WORK REQUIRED
Copy the material from the line with "Autonomous forklift vision pipeline — detect the forearm" to the line with "258,0,379,61", replacing "forearm" with "wrist" and keeping everything else the same.

start GIVEN DATA

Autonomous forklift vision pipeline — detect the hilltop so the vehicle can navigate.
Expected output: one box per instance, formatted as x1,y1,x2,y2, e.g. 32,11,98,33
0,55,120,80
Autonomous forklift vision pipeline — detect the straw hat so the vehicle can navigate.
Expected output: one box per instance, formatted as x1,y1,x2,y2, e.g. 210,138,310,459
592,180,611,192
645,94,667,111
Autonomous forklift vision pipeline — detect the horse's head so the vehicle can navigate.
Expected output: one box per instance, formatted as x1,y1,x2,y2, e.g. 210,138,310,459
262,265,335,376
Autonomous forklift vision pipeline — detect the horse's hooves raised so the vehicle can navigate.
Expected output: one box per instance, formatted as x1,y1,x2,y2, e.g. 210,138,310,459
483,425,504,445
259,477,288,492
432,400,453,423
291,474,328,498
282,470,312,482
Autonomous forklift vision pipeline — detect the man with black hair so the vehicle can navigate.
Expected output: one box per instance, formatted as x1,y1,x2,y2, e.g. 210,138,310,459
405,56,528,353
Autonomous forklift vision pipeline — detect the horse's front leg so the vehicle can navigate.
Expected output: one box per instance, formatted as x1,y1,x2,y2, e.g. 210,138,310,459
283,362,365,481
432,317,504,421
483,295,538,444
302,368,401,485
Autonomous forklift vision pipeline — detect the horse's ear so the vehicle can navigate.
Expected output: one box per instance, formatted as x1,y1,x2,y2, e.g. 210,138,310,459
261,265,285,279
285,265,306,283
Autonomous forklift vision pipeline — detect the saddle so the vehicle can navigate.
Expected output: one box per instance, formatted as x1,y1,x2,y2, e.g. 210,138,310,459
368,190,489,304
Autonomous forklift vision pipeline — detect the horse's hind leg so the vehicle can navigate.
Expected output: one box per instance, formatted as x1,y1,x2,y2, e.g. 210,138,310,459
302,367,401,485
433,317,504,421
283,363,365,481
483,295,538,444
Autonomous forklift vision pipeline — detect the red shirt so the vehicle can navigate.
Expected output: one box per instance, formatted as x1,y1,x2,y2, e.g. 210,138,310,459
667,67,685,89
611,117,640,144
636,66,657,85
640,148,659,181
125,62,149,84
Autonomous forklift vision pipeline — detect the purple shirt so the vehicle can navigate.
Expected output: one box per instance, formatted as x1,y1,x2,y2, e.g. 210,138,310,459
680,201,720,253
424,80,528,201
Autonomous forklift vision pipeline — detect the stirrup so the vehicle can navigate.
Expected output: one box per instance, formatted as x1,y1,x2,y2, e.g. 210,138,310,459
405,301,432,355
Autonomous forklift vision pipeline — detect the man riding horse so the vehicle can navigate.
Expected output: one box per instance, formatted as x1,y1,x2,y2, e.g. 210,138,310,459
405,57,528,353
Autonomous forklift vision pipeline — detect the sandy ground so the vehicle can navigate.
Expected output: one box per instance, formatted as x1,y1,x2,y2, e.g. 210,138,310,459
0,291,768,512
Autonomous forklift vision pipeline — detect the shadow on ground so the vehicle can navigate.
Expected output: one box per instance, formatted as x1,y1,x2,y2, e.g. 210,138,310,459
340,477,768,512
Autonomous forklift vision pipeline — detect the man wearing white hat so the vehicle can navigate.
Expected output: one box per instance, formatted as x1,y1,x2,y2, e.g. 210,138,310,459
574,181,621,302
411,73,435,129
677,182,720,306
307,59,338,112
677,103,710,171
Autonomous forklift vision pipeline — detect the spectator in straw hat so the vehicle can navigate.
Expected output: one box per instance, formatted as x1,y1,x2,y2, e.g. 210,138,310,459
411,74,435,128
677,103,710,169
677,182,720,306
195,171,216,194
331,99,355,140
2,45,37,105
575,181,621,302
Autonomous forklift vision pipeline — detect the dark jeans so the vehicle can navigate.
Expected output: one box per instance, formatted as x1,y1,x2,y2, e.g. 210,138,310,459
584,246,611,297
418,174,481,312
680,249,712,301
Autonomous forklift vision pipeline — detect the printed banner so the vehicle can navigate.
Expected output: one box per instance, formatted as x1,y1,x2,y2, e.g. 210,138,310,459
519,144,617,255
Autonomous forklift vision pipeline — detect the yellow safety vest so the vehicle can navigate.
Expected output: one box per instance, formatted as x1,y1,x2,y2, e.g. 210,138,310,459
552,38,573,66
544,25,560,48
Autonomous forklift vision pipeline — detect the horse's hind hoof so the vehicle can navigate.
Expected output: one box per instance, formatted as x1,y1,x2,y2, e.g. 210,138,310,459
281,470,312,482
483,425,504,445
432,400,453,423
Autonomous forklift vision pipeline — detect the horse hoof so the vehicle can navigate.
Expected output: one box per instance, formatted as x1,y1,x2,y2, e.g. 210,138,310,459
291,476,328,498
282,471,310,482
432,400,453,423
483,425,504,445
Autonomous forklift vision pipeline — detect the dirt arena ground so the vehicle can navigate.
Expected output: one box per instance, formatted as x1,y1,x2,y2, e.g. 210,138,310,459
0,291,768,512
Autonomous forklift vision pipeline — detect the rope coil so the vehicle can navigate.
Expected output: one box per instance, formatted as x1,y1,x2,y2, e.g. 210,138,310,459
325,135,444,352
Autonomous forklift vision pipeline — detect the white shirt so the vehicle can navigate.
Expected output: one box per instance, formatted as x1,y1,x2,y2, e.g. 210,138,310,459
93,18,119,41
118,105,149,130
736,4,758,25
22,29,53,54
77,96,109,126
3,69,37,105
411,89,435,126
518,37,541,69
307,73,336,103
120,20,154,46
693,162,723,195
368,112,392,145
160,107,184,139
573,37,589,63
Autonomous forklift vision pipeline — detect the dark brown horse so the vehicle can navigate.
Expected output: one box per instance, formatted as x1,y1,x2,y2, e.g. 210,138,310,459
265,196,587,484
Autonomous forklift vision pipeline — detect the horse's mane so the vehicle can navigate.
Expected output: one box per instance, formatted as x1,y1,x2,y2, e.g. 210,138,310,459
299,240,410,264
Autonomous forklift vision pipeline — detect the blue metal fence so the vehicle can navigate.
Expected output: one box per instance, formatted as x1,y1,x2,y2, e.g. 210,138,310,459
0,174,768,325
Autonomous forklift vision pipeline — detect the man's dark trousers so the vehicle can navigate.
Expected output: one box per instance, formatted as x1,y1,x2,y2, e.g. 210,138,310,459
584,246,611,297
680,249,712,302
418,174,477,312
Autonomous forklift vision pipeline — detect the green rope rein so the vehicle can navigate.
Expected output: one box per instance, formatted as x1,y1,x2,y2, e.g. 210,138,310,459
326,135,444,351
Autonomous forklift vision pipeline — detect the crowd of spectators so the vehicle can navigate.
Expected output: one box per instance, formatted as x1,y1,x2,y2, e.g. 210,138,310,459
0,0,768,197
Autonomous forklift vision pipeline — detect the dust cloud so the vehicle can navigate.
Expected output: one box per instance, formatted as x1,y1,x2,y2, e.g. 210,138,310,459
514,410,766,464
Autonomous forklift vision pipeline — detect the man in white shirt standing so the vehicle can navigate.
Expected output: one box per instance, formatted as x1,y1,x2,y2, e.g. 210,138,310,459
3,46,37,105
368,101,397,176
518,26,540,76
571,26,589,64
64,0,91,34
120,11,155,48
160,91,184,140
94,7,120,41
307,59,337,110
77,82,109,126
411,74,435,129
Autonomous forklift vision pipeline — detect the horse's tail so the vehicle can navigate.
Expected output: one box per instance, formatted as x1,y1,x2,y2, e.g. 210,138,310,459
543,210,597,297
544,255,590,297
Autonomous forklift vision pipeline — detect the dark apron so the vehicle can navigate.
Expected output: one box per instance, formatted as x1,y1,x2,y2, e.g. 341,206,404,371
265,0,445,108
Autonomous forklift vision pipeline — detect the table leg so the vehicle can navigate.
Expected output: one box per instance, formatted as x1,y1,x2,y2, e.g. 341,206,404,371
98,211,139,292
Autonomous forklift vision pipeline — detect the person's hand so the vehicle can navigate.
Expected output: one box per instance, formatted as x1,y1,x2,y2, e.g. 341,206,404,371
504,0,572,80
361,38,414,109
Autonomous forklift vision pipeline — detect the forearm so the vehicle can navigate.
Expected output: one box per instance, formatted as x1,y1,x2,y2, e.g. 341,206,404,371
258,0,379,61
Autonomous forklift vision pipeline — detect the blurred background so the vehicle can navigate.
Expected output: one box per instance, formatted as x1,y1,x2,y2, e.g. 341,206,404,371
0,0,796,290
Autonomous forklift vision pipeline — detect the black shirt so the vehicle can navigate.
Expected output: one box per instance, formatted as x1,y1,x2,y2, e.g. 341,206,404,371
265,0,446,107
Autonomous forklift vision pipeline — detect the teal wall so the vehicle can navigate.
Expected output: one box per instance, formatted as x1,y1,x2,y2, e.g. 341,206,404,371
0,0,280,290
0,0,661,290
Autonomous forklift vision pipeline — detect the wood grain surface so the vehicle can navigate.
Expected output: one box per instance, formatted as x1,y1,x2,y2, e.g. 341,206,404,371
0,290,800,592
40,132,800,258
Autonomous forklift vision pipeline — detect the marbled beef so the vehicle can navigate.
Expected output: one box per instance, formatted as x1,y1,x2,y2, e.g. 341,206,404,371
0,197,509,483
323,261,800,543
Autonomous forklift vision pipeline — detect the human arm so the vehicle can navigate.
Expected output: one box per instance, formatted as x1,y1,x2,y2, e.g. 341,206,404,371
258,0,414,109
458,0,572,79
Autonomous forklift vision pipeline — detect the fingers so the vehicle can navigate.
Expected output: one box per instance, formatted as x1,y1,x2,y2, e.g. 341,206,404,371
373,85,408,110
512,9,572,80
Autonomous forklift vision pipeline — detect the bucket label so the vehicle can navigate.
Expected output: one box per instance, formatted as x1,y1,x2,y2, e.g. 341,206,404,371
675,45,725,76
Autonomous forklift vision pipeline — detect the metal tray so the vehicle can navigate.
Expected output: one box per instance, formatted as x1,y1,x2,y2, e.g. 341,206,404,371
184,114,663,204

end GIVEN DATA

SOLUTION FOR THIS TASK
Autonomous forklift vision pipeline — detect the wrist so the vehicle can navigate.
Expected output: one box per instance, formatted as x1,y1,x2,y2, e.g. 341,206,404,371
258,0,379,61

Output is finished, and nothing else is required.